[SHORT PROBLEM] Copy out the line containing "You are given a photograph. Locate the distant hillside" and each line after it, through the last one in the material, exactly as written.

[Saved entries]
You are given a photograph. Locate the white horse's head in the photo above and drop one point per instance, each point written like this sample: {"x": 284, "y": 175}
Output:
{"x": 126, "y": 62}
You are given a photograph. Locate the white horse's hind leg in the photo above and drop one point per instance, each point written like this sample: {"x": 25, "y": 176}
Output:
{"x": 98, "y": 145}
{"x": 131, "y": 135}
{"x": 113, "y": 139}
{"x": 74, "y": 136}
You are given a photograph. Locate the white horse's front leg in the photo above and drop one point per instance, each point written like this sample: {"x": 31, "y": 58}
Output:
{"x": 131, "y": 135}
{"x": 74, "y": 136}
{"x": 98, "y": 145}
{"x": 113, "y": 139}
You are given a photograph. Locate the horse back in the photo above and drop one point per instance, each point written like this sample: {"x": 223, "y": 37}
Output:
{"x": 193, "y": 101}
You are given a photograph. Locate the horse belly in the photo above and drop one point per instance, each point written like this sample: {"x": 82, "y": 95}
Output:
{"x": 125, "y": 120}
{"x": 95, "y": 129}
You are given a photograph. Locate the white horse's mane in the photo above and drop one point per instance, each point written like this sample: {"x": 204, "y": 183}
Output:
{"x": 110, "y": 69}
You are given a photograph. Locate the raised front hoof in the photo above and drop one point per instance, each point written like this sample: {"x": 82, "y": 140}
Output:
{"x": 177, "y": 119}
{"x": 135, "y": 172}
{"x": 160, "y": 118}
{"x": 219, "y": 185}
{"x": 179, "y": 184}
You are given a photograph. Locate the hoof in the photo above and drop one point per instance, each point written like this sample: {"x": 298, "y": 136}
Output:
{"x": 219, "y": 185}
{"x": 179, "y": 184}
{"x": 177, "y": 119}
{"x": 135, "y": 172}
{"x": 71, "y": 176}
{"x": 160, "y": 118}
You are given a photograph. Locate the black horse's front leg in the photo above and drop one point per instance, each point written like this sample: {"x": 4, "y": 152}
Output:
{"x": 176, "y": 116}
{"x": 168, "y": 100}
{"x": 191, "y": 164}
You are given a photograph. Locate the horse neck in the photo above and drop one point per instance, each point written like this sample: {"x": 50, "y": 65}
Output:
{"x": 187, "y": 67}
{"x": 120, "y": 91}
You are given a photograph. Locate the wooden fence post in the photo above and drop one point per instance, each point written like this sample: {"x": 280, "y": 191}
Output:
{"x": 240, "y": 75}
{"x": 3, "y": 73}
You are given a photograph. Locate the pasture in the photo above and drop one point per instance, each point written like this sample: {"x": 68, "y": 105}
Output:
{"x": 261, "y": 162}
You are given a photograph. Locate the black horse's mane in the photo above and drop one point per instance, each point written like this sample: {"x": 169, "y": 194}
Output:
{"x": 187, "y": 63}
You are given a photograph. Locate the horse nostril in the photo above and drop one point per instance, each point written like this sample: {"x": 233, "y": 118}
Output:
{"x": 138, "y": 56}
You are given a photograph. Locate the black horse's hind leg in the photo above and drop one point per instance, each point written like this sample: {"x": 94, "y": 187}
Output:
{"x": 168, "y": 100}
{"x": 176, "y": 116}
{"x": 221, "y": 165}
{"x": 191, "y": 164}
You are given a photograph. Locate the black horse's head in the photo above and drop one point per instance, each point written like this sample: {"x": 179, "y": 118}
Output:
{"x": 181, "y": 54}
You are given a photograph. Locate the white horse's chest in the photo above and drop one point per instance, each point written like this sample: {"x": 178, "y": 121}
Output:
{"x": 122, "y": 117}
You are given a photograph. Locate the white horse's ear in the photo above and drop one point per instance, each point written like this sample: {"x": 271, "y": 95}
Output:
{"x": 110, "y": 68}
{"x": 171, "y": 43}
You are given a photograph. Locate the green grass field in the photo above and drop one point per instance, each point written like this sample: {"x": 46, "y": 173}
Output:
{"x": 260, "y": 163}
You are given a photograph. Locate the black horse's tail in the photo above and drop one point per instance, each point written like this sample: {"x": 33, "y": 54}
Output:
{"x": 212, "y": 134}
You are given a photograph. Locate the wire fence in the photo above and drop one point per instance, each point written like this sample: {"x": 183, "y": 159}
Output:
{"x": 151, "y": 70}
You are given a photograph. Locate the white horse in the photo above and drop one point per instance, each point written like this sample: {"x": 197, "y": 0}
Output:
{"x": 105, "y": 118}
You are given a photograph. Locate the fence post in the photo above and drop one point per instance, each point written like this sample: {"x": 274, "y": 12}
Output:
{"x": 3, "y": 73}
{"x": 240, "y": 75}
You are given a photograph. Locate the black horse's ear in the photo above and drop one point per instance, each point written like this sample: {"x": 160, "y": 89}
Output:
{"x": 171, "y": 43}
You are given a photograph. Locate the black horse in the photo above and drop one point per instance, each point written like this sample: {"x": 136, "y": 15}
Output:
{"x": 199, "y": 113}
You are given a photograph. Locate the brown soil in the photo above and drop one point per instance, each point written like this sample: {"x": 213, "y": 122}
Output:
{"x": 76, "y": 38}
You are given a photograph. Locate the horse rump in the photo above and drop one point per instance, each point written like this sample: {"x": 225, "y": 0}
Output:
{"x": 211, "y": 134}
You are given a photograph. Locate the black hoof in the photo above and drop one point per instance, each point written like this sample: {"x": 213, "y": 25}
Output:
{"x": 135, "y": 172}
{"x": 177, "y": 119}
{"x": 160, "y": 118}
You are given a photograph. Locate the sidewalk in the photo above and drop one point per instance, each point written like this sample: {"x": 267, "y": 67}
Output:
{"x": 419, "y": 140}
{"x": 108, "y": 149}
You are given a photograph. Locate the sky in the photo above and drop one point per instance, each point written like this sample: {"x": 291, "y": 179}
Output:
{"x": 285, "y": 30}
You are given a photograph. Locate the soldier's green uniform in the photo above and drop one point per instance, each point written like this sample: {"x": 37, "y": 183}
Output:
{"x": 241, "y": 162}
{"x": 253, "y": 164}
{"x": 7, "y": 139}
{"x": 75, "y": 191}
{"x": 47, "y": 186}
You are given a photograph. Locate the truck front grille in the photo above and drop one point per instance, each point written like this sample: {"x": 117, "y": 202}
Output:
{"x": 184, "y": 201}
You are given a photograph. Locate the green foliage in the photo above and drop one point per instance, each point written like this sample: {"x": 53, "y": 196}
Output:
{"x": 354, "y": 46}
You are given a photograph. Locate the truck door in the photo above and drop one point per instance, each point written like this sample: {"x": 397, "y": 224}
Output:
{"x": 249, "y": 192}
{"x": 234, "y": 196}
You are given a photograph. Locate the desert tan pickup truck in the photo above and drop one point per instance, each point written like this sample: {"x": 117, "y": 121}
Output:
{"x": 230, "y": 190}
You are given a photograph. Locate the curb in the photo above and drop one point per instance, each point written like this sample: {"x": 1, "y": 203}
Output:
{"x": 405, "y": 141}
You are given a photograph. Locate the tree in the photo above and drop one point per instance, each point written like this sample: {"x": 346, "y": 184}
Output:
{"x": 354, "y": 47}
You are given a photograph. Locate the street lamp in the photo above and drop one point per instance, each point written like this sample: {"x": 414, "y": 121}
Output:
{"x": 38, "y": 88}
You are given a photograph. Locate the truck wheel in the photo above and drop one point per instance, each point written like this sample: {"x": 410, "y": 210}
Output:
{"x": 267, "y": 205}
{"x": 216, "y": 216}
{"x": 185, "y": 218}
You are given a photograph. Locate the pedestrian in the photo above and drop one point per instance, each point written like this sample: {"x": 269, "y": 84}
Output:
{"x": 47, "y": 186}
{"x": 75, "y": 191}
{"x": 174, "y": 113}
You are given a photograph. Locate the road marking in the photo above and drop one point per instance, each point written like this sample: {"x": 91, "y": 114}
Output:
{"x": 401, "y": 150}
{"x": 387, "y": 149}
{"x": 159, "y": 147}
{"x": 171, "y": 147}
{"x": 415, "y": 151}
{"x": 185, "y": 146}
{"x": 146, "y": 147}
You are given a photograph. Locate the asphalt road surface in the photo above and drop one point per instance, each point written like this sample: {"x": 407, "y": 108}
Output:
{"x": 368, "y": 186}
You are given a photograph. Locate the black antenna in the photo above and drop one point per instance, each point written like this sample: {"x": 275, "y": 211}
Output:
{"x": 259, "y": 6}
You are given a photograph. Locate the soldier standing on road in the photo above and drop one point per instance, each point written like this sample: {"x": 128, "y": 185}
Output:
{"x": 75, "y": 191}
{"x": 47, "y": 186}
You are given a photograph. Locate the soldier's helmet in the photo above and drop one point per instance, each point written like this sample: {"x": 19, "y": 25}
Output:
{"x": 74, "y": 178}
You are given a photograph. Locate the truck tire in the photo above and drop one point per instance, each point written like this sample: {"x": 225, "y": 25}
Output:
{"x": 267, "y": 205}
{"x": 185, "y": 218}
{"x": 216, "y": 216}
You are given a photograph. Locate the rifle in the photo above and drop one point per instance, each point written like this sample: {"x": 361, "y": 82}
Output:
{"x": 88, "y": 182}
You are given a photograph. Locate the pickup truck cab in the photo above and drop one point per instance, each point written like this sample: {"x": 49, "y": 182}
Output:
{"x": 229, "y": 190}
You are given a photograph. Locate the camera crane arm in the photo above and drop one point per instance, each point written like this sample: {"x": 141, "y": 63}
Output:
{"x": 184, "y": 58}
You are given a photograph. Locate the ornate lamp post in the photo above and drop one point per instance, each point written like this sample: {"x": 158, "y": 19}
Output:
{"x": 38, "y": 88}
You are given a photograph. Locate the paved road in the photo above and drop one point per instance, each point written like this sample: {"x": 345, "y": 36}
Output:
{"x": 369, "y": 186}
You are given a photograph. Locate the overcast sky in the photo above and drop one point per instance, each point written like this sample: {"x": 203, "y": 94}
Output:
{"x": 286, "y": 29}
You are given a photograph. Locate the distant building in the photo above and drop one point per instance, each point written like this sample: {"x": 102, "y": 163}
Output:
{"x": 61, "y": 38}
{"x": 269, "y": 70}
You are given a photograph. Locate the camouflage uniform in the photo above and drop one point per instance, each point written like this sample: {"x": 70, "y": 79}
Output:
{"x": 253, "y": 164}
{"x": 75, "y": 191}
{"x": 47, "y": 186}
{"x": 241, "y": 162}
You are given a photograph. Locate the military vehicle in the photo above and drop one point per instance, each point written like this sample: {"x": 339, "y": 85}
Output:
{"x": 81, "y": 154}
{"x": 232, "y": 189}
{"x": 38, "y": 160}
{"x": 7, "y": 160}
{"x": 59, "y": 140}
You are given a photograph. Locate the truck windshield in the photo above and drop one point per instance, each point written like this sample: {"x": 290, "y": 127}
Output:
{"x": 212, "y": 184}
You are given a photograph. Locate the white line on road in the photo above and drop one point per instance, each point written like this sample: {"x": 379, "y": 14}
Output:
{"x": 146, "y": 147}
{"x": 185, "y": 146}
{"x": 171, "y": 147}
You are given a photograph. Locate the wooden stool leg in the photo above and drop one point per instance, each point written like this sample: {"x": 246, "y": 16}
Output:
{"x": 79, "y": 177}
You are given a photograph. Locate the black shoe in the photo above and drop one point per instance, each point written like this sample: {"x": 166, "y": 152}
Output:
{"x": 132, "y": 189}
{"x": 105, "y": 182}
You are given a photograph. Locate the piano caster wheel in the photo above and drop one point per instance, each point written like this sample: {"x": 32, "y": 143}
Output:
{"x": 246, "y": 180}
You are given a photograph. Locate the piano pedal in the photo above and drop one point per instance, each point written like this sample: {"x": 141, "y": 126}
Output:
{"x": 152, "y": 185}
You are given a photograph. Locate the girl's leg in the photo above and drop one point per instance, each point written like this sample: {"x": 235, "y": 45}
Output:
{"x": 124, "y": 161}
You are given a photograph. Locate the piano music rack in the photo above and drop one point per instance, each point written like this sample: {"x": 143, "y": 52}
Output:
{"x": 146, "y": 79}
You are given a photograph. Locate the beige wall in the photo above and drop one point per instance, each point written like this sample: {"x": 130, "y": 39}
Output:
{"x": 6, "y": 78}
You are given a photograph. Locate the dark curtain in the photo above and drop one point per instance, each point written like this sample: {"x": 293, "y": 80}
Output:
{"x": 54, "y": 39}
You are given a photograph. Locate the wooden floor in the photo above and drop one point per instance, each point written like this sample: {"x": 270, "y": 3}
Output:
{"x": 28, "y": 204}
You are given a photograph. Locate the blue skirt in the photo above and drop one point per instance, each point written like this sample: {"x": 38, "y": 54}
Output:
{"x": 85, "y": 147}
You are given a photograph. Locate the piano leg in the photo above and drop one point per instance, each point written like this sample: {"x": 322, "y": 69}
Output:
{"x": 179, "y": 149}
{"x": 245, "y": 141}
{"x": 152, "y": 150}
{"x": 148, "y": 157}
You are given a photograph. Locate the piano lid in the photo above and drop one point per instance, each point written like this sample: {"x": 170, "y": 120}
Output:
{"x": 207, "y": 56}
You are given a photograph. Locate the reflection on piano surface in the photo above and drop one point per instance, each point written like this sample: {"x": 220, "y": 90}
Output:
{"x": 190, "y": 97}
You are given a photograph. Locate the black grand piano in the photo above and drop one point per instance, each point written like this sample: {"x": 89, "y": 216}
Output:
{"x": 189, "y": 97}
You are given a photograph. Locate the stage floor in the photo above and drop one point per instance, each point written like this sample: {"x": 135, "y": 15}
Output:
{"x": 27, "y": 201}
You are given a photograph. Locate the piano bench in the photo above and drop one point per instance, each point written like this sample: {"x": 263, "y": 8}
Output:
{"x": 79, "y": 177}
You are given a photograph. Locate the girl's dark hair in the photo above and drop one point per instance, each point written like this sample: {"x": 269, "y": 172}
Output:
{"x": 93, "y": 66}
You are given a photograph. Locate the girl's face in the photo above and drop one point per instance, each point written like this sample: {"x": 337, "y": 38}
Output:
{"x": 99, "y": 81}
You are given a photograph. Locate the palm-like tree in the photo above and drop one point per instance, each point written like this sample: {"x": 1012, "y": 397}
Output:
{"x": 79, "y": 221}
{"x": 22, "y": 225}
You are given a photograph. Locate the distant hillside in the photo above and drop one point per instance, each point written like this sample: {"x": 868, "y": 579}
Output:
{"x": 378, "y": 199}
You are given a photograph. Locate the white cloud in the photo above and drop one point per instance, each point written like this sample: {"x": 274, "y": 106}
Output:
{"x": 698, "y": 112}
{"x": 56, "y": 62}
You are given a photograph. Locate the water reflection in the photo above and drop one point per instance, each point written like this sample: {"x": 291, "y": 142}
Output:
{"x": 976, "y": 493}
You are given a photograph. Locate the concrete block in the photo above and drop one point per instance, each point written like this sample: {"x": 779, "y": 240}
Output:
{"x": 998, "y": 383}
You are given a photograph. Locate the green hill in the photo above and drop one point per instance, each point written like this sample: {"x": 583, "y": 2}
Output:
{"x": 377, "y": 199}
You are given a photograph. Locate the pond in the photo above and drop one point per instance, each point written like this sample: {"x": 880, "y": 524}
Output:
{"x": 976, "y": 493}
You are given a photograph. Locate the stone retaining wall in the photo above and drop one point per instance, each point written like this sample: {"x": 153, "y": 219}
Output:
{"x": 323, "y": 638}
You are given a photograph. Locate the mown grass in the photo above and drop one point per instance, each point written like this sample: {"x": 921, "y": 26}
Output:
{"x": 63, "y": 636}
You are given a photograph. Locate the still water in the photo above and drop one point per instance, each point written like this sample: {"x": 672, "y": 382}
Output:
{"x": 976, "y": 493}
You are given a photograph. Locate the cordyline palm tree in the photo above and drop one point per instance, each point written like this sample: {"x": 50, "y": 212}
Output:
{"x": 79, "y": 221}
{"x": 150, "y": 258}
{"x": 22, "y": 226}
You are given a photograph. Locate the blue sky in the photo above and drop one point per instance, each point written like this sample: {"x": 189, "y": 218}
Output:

[FINISHED EXERCISE]
You are given a photograph. Locate the distant hillside in the photo above and drop one point per instance, each point written like this sample: {"x": 868, "y": 579}
Output:
{"x": 378, "y": 199}
You are given a photograph. Locate the white cloud in the photo above and drop one point per instance, each point written like this sample: {"x": 274, "y": 106}
Output:
{"x": 698, "y": 112}
{"x": 56, "y": 62}
You are given a photograph. Locate the water reflection in the photo above and drop one point per instance, each point written like this sample: {"x": 291, "y": 142}
Output:
{"x": 976, "y": 493}
You are given a photograph. Locate the concrete block in the photo above and drop one point per instance, each point written like this sample: {"x": 779, "y": 240}
Output:
{"x": 998, "y": 383}
You are given a photograph. Locate the green hill in the photo above and drop one point per instance, each point written like this sample: {"x": 583, "y": 2}
Output:
{"x": 377, "y": 199}
You are given a photograph. Locate the pond in the photo above and drop one point per instance, each point written like this sample: {"x": 880, "y": 524}
Output:
{"x": 976, "y": 493}
You are given a photograph. Locate the stone retaining wall in the photo above and drop one point per instance, each point written like this sample: {"x": 153, "y": 219}
Output:
{"x": 323, "y": 638}
You are given a photograph. Locate the mown grass in the photo above and drop one point per instance, each point written like this sample: {"x": 921, "y": 26}
Output:
{"x": 63, "y": 636}
You are given a photograph. Locate the still water in the photo above and drop one point per instance, each point written like this sample: {"x": 672, "y": 382}
Output:
{"x": 976, "y": 493}
You are given a photograph. Locate the cordyline palm tree in the photo above and drop one point per instance, each point written like this sample: {"x": 50, "y": 212}
Output:
{"x": 79, "y": 221}
{"x": 150, "y": 258}
{"x": 22, "y": 226}
You are given a photograph. Locate the blue sky in the photo above and drop one point per instance, each point written like this sample: {"x": 189, "y": 218}
Output:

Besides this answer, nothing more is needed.